| Consigne |
Réécrivez le passage du texte sur l'adoption coréenne allant de « Et il y a ceux » jusqu'à « dans le monde. », en remplaçant « contre-nature » par « incompréhensible ».

| Extrait du texte |
Résumé: Depuis 1953, plus de 200 000 enfants coréens ont été adoptés dans le monde, c'est sûrement autant de parents biologiques ayant souffert de la culpabilité d'abandon. Certains, comme ceux d'Olivier ou de Cyril, retrouvent leur enfant après des décennies, d'autres n'auront jamais cette chance, comme la mère de Mélanie et Cécile.
Et il y a ceux qui préfèrent oublier... qui sont ces parents de l'ombre ?
L
orsque le thème de l'adoption est abordé, il l'est le plus souvent du point de vue de l'adopté, plus rarement celui de la famille adoptante. Mais dans cette relation triangulaire, il existe un troisième sommet : les parents qui ont abandonné leur enfant. Comment un père ou une mère ont pu poser cet acte qui paraît contre-nature ? La question est d'autant plus brulante à propos de la Corée du Sud. En effet, à partir de 1953, plus de deux cents mille enfants coréens ont été adoptés dans le monde.
Dans le triptyque Nos Adoptions, Jung et Laëtitia Marty consacrent chaque tome à l'une des composantes de cette douloureuse équation. Après les "parents de cœur" d'Olivier, Mélanie, Cécile et Cyril, les auteur.e.s s'intéressent cette fois à leurs familles biologiques. La démarche ne se veut ni scientifique, ni sociologique. Tout au plus offre-t-elle des témoignages intimes sur certains cas particuliers, limités à ceux qui ont accepté de se confier. Cette fenêtre ouverte sur un scandale humanitaire ne pose donc aucun jugement sur les individus. Au fil des récits, l'évidence qui s'impose est celle d'une société qui, pour assurer sa marche forcée vers le progrès, a toléré et favorisé une politique inhumaine. Cette dernière, profitant de la grande précarité et du poids de la tradition, a contraint les plus faibles à l'inacceptable. Ces trois confessions lèvent le voile sur cette période sombre, sans céder à la facilité des généralisations hâtives ou des jugements à l'emporte-pièce.

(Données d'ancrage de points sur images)
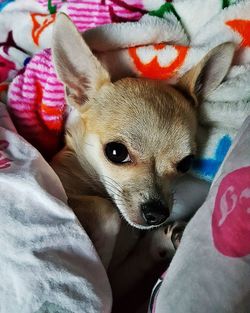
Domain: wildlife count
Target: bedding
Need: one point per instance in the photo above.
(211, 269)
(163, 44)
(48, 263)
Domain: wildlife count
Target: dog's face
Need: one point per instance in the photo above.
(135, 134)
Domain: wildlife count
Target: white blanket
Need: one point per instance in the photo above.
(48, 263)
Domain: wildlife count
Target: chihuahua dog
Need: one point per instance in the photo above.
(126, 141)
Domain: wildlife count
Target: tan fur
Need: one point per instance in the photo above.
(156, 123)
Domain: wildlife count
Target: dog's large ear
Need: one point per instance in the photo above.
(208, 73)
(75, 64)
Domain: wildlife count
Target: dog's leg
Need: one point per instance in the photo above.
(134, 279)
(101, 221)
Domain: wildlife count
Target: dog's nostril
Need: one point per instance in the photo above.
(150, 218)
(154, 212)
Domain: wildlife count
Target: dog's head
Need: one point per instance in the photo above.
(135, 134)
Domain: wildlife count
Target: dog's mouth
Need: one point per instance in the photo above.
(136, 218)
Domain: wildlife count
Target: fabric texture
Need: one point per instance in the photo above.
(210, 270)
(48, 263)
(163, 44)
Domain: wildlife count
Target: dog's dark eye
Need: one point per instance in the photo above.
(184, 165)
(117, 153)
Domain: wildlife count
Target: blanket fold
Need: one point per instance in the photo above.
(163, 44)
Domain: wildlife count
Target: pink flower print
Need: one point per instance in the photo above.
(4, 161)
(5, 67)
(231, 215)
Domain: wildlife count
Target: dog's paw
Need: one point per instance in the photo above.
(165, 240)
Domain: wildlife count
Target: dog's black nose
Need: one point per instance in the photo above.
(154, 212)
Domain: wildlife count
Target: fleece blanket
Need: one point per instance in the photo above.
(163, 44)
(211, 269)
(48, 263)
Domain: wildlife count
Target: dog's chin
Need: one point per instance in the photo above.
(136, 222)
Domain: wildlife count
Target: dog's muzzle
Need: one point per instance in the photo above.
(154, 212)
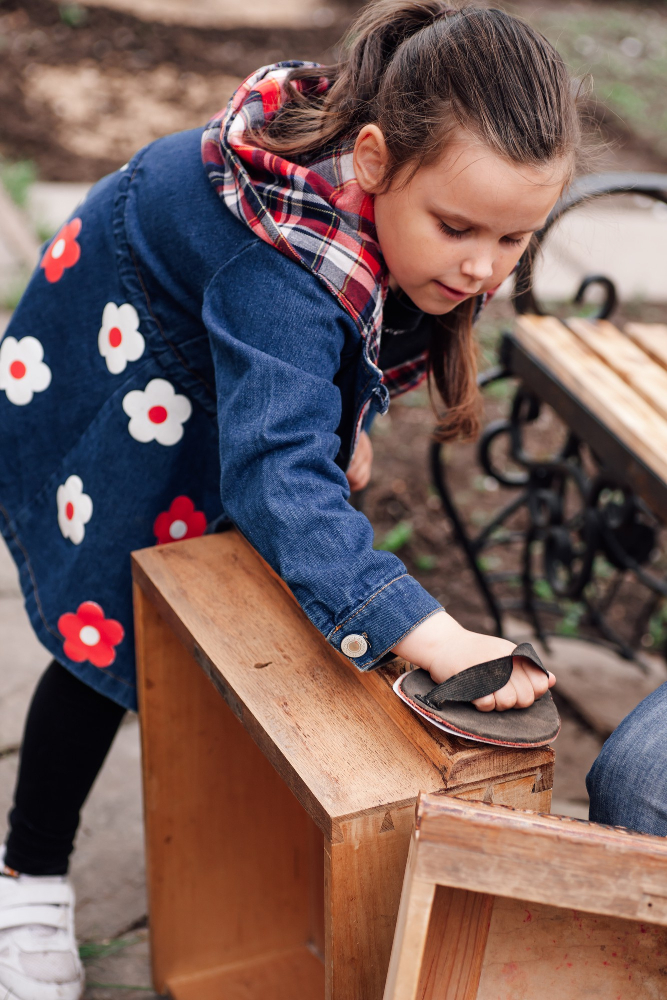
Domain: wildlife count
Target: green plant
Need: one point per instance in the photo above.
(93, 950)
(11, 294)
(17, 178)
(396, 538)
(569, 623)
(657, 627)
(542, 589)
(426, 563)
(73, 14)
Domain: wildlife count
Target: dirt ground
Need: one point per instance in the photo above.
(81, 87)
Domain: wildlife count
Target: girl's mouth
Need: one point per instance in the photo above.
(453, 294)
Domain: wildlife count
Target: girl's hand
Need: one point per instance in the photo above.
(443, 647)
(359, 470)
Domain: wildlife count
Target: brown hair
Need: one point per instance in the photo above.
(420, 70)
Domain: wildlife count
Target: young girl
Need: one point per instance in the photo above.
(202, 343)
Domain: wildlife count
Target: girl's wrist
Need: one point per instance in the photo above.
(426, 643)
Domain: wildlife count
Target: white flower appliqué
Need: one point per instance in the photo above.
(75, 509)
(119, 339)
(22, 371)
(157, 413)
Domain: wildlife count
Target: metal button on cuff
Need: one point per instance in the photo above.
(354, 646)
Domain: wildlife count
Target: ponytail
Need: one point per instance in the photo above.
(419, 70)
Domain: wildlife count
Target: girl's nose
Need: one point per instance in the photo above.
(479, 268)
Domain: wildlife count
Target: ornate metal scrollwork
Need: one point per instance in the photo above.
(572, 514)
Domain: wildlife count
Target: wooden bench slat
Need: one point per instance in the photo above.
(652, 338)
(605, 393)
(628, 360)
(578, 910)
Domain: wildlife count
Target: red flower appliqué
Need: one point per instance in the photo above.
(180, 521)
(90, 636)
(63, 251)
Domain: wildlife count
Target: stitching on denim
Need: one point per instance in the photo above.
(363, 606)
(166, 339)
(38, 601)
(33, 579)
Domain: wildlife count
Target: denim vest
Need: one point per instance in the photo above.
(185, 374)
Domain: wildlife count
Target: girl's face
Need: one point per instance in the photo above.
(458, 226)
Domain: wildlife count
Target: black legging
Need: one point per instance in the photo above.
(68, 733)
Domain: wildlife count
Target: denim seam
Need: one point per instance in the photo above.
(365, 604)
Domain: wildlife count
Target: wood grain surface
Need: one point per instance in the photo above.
(535, 952)
(620, 353)
(340, 739)
(652, 338)
(279, 788)
(547, 859)
(578, 911)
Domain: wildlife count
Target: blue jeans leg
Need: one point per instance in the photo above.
(627, 784)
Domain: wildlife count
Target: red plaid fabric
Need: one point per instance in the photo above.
(316, 214)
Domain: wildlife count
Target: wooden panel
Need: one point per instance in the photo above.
(283, 680)
(463, 763)
(293, 975)
(411, 932)
(527, 792)
(455, 946)
(363, 880)
(536, 952)
(624, 357)
(546, 859)
(228, 845)
(218, 596)
(615, 403)
(652, 338)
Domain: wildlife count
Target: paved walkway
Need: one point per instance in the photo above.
(108, 865)
(623, 239)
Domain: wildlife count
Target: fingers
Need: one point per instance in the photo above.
(506, 697)
(524, 686)
(486, 704)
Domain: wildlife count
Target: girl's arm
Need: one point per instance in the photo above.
(443, 647)
(277, 336)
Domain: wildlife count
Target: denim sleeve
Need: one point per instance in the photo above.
(276, 337)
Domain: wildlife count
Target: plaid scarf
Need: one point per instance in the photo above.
(317, 215)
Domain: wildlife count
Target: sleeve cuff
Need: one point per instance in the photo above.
(382, 621)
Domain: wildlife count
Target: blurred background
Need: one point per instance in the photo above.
(82, 87)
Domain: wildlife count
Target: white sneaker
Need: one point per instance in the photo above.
(39, 958)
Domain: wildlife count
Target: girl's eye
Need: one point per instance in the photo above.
(456, 234)
(511, 242)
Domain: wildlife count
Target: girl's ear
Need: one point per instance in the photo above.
(370, 158)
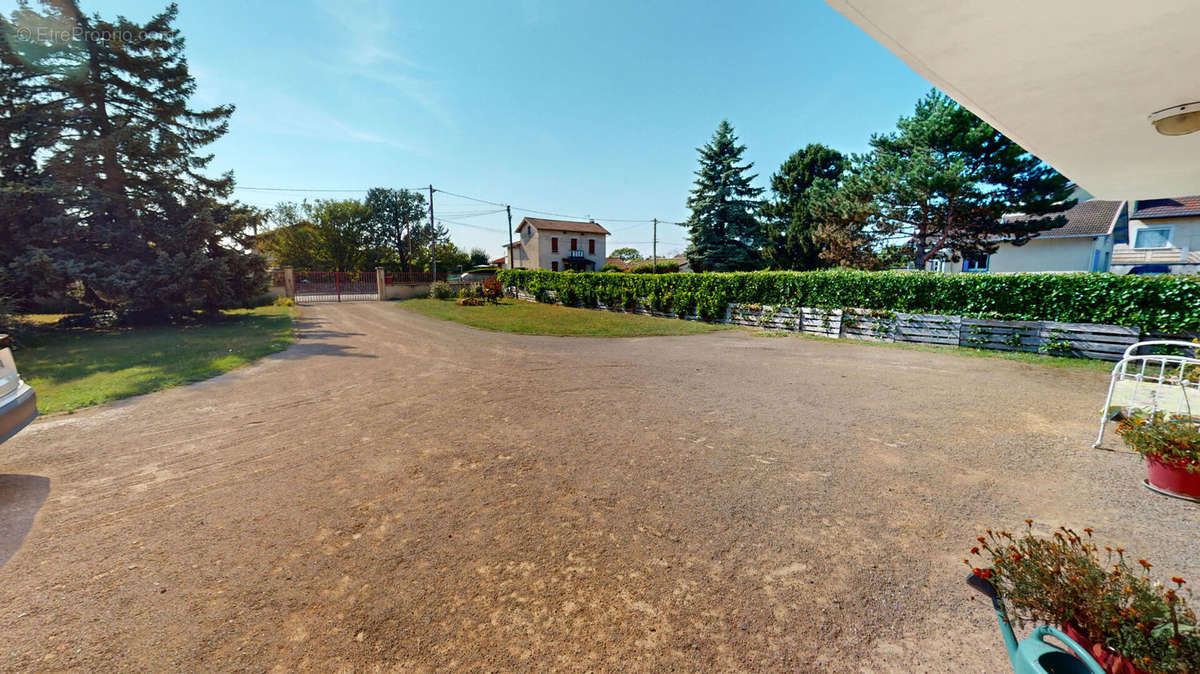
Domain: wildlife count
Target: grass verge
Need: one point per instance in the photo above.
(88, 367)
(534, 318)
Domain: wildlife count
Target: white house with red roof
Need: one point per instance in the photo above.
(1084, 244)
(1164, 238)
(558, 245)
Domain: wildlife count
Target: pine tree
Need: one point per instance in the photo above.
(941, 185)
(139, 223)
(724, 226)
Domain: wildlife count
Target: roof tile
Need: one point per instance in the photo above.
(1179, 206)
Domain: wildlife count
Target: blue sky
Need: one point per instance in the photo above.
(580, 108)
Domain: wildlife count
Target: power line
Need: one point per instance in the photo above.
(443, 221)
(472, 214)
(304, 190)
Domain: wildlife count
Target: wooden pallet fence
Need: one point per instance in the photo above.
(826, 323)
(928, 329)
(1079, 339)
(1086, 339)
(868, 324)
(1001, 335)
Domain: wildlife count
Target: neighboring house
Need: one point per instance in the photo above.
(1084, 244)
(558, 245)
(1164, 238)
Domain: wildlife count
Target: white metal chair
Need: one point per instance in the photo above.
(1155, 381)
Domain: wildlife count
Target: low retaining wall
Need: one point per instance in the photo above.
(1078, 339)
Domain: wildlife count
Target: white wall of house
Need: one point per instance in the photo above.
(1173, 241)
(547, 256)
(1075, 253)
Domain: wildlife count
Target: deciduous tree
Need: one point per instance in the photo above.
(787, 218)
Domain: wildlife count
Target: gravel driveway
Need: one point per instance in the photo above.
(397, 492)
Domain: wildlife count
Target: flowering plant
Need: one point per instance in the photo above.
(1062, 581)
(1170, 439)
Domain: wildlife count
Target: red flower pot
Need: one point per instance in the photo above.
(1173, 476)
(1111, 662)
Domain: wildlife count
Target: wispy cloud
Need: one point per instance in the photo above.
(367, 52)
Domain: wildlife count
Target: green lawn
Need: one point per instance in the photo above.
(78, 368)
(533, 318)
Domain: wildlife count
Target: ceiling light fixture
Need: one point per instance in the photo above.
(1177, 120)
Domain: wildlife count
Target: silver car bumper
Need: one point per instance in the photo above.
(18, 411)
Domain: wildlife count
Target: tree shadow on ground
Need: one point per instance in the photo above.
(313, 339)
(21, 498)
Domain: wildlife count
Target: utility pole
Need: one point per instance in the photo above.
(433, 235)
(654, 247)
(509, 209)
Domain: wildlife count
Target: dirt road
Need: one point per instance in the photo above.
(401, 493)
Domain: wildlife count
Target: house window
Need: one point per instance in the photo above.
(975, 262)
(1153, 238)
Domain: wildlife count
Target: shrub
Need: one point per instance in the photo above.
(664, 266)
(1173, 440)
(1061, 579)
(1162, 304)
(492, 289)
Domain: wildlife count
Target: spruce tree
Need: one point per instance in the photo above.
(138, 222)
(724, 226)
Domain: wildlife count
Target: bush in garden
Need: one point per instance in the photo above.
(441, 290)
(1163, 304)
(1061, 579)
(664, 266)
(491, 289)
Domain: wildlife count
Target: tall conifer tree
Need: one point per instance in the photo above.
(724, 224)
(137, 221)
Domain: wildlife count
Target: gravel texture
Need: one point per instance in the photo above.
(396, 492)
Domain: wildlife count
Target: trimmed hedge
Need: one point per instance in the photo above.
(1156, 304)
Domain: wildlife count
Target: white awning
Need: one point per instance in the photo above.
(1072, 80)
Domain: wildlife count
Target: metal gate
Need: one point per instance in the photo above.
(336, 286)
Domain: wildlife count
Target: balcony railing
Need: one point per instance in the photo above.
(1125, 254)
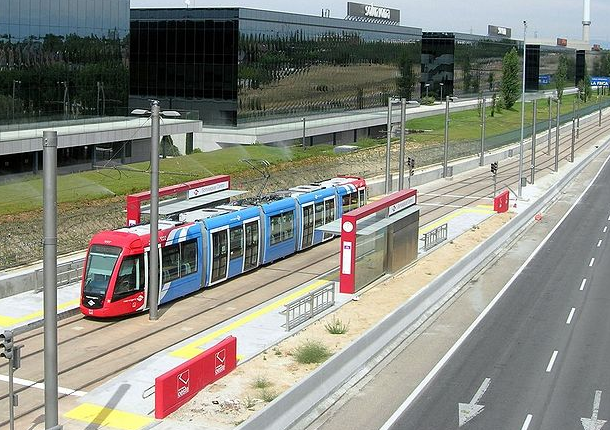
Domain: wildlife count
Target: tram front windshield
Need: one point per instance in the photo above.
(100, 264)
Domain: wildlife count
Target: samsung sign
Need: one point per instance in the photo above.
(370, 11)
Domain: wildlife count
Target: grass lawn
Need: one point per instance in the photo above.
(26, 195)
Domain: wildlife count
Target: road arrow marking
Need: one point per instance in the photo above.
(593, 423)
(468, 411)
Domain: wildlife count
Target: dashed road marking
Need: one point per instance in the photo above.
(549, 367)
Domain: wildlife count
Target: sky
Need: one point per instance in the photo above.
(545, 18)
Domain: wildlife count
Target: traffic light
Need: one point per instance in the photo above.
(6, 344)
(494, 168)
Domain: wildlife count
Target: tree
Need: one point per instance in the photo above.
(510, 78)
(561, 76)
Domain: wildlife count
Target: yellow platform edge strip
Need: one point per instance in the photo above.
(106, 417)
(10, 321)
(192, 349)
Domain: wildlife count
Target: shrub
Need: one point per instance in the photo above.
(336, 326)
(261, 382)
(311, 352)
(267, 395)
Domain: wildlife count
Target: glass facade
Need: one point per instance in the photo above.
(63, 59)
(240, 65)
(465, 64)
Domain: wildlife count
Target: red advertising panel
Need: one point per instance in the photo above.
(176, 387)
(501, 202)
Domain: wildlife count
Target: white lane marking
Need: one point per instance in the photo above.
(527, 422)
(552, 361)
(40, 386)
(467, 411)
(424, 383)
(593, 423)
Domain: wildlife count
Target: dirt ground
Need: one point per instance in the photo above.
(230, 401)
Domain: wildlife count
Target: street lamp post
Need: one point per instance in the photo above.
(153, 268)
(520, 185)
(15, 82)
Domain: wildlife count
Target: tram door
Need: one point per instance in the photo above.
(308, 226)
(251, 249)
(220, 255)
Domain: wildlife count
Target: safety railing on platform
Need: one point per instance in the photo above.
(306, 307)
(67, 273)
(434, 237)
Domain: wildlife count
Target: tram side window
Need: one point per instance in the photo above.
(179, 260)
(288, 225)
(282, 227)
(329, 211)
(188, 257)
(130, 278)
(236, 235)
(171, 262)
(319, 214)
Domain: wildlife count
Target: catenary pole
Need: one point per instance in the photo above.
(521, 155)
(153, 270)
(534, 120)
(482, 157)
(403, 125)
(49, 147)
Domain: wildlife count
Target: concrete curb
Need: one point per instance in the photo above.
(293, 404)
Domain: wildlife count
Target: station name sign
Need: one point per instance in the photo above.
(371, 11)
(494, 30)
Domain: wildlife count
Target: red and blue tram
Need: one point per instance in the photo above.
(205, 247)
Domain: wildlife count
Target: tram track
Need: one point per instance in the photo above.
(87, 367)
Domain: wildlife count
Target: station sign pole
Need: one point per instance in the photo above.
(49, 147)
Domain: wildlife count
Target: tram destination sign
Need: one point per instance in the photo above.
(370, 11)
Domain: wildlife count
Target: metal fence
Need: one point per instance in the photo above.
(304, 308)
(67, 273)
(434, 237)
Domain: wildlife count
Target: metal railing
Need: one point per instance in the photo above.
(304, 308)
(434, 237)
(67, 274)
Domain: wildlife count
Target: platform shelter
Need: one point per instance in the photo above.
(377, 239)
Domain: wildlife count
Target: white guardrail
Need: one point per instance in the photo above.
(292, 405)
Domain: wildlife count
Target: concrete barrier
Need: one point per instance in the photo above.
(295, 403)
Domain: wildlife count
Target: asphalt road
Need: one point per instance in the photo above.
(539, 359)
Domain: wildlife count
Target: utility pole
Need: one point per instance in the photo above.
(153, 278)
(548, 150)
(482, 157)
(401, 157)
(521, 154)
(446, 147)
(557, 136)
(534, 119)
(49, 147)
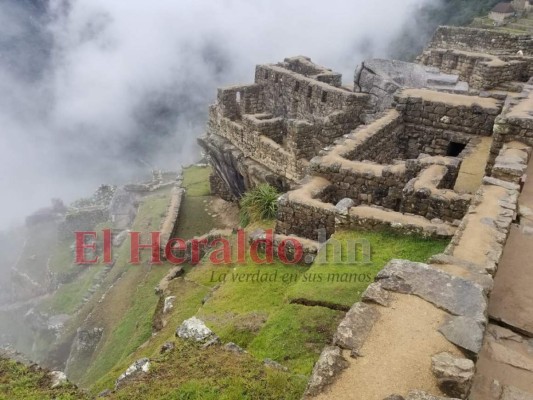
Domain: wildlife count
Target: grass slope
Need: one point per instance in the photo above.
(18, 381)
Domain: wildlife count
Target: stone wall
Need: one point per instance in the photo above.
(511, 163)
(303, 213)
(481, 40)
(513, 125)
(480, 70)
(235, 172)
(82, 220)
(459, 113)
(423, 196)
(292, 111)
(304, 66)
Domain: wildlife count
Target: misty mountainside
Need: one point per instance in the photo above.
(97, 111)
(445, 12)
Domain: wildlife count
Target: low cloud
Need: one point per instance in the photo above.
(97, 91)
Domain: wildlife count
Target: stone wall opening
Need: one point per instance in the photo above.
(455, 148)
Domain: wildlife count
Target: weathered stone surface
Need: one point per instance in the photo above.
(195, 329)
(355, 327)
(453, 294)
(141, 366)
(420, 395)
(454, 375)
(465, 332)
(506, 360)
(374, 293)
(58, 378)
(382, 78)
(344, 205)
(326, 370)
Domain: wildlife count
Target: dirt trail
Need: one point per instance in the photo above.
(396, 357)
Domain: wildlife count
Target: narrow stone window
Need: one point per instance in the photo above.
(454, 149)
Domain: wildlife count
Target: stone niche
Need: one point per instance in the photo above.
(403, 166)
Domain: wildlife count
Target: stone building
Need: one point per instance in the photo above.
(502, 11)
(269, 130)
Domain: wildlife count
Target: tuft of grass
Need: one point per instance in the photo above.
(259, 204)
(339, 283)
(18, 381)
(190, 372)
(295, 336)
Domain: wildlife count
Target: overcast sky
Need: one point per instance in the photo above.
(94, 91)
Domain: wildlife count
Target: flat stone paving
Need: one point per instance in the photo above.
(505, 365)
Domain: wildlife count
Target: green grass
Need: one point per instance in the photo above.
(196, 181)
(259, 317)
(296, 335)
(129, 324)
(341, 284)
(68, 297)
(259, 204)
(18, 381)
(189, 373)
(193, 218)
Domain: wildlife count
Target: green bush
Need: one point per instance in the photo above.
(259, 204)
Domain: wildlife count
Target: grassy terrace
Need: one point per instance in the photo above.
(286, 313)
(18, 381)
(258, 315)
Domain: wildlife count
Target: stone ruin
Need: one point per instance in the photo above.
(439, 147)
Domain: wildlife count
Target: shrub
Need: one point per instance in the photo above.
(259, 204)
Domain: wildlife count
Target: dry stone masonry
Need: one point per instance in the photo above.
(386, 154)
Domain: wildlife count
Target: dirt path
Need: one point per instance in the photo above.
(506, 359)
(396, 357)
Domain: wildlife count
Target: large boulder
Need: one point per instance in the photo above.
(194, 329)
(141, 366)
(326, 370)
(454, 375)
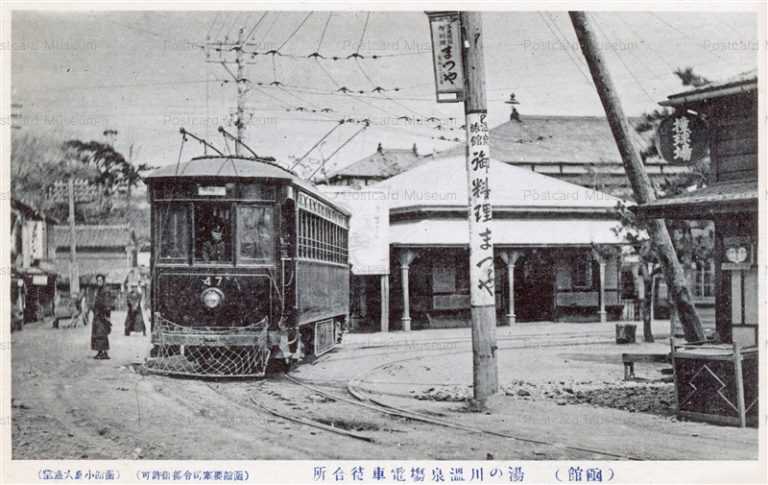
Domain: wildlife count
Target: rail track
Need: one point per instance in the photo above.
(353, 392)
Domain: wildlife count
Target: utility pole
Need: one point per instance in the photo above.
(238, 76)
(638, 178)
(74, 273)
(240, 81)
(479, 214)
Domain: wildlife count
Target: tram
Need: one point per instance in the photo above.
(249, 267)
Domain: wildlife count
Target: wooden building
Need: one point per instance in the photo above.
(557, 255)
(33, 282)
(577, 149)
(730, 199)
(382, 164)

| Réponse attendue |
Et il y a ceux qui préfèrent oublier... qui sont ces parents de l'ombre ?
L
orsque le thème de l'adoption est abordé, il l'est le plus souvent du point de vue de l'adopté, plus rarement celui de la famille adoptante. Mais dans cette relation triangulaire, il existe un troisième sommet : les parents qui ont abandonné leur enfant. Comment un père ou une mère ont pu poser cet acte qui paraît incompréhensible ? La question est d'autant plus brulante à propos de la Corée du Sud. En effet, à partir de 1953, plus de deux cents mille enfants coréens ont été adoptés dans le monde.